▶ **What the task requires**: The data must be reproduced verbatim; images are to be omitted.

[Start of Attachment]

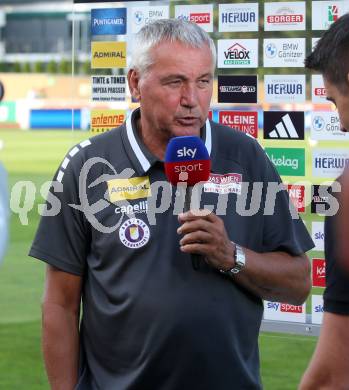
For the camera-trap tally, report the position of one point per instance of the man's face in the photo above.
(341, 101)
(175, 92)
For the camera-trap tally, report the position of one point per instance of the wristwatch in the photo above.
(240, 261)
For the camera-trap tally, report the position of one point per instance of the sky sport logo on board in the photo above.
(238, 17)
(284, 16)
(244, 121)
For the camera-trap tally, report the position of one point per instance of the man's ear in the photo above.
(133, 84)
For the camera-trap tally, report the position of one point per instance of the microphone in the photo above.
(187, 162)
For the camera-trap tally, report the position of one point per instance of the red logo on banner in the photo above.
(320, 92)
(319, 273)
(245, 121)
(287, 308)
(296, 194)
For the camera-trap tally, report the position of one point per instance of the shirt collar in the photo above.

[End of Attachment]

▶ **Expected answer**:
For the camera-trap tally, report the position of one point per instance of the man's face in the photo above.
(341, 101)
(175, 92)
For the camera-trap tally, report the position of one point per instance of the wristwatch in the photo above.
(240, 261)
For the camera-trap tally, report the position of one point per instance of the sky sport logo on board in the photo above.
(238, 17)
(284, 16)
(244, 121)
For the camera-trap tally, report the position of one point per instance of the man's ear in the photo above.
(133, 84)
For the camera-trap tally, report the position of one point per instance of the microphone in the photo above.
(187, 162)
For the camera-trap tally, report the position of one point per instance of the red logo on banner in the photo above.
(320, 92)
(319, 273)
(245, 121)
(287, 308)
(296, 194)
For the camera-trap tally, report the position of one point per instance of the shirt collar in the photo above.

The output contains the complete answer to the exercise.